--- Exercise requirements ---
Set every entry down again, unchanged, picture-free.

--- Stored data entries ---
---

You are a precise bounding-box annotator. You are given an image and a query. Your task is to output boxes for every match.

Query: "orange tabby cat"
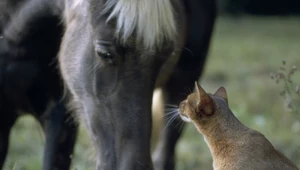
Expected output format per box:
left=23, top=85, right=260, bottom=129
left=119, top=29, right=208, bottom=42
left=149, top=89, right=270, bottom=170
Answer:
left=178, top=82, right=299, bottom=170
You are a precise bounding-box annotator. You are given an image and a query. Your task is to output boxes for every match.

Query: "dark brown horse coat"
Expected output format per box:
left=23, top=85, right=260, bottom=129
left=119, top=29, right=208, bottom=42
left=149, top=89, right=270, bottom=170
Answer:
left=0, top=0, right=77, bottom=169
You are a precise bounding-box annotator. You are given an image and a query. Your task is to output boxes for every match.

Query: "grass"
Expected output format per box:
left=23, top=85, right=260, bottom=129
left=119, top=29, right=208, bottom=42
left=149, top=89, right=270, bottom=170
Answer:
left=3, top=16, right=300, bottom=169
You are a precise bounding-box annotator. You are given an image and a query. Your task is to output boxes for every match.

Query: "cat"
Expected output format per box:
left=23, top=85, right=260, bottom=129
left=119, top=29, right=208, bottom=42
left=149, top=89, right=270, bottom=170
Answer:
left=178, top=82, right=299, bottom=170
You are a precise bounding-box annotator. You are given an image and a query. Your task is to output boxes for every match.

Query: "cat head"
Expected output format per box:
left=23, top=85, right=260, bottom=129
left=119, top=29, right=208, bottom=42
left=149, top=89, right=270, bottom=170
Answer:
left=178, top=82, right=228, bottom=123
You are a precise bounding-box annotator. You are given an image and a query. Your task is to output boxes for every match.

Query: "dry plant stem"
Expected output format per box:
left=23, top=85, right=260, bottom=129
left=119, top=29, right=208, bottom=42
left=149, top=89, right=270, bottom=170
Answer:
left=276, top=62, right=300, bottom=116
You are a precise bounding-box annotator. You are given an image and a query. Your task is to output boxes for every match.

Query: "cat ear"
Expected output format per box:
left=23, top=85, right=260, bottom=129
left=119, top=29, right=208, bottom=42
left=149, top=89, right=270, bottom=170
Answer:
left=214, top=86, right=228, bottom=104
left=194, top=82, right=214, bottom=116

---

--- Answer box ---
You are a precise bounding-box annotator. You are given an image and a query. Your task is to output boxes for every match.

Query: "orange tabby cat"
Expected output format per box:
left=23, top=85, right=260, bottom=129
left=119, top=29, right=208, bottom=42
left=149, top=89, right=270, bottom=170
Answer:
left=178, top=82, right=299, bottom=170
You are a precise bounding-box annotator. You are given an image and a query. Your task is to output boxes for every match.

Query: "dark brown horse coat"
Expected output format per box:
left=23, top=85, right=260, bottom=129
left=119, top=29, right=208, bottom=42
left=149, top=89, right=270, bottom=170
Answer:
left=0, top=0, right=77, bottom=169
You are a precise bounding-box annotator. You are given an image and a query. Your task is to output boxes for every match.

Query: "grass"
Expected output format per box:
left=23, top=85, right=260, bottom=129
left=119, top=29, right=208, bottom=42
left=149, top=89, right=270, bottom=170
Answer:
left=3, top=16, right=300, bottom=169
You are a precise bounding-box annotator. You are given an image and a query. Your task is to output boxes for every match.

Query: "cat"
Expected output format per box:
left=23, top=85, right=260, bottom=129
left=119, top=29, right=208, bottom=42
left=149, top=89, right=270, bottom=170
Answer:
left=178, top=82, right=299, bottom=170
You are a precise bounding-box annotator. You are given an image and a query. Your task is to output boxes for every match.

Query: "cat head"
Expected output format per box:
left=23, top=85, right=260, bottom=129
left=119, top=29, right=208, bottom=42
left=149, top=89, right=270, bottom=170
Answer:
left=178, top=82, right=228, bottom=123
You are a precise bounding-box annotator. You are given an image and a query. Your task is to output boxes for every match.

Query: "dry plant stem"
Expected output format per box:
left=23, top=85, right=260, bottom=129
left=119, top=29, right=208, bottom=42
left=149, top=89, right=270, bottom=170
Answer:
left=276, top=62, right=300, bottom=116
You are a precise bounding-box annotator. You are given an image and a query. Your task is to output boxes for every match.

Query: "cat ear"
Expected output format per box:
left=23, top=85, right=260, bottom=129
left=119, top=29, right=208, bottom=42
left=149, top=89, right=270, bottom=170
Answer:
left=214, top=86, right=228, bottom=104
left=194, top=82, right=214, bottom=116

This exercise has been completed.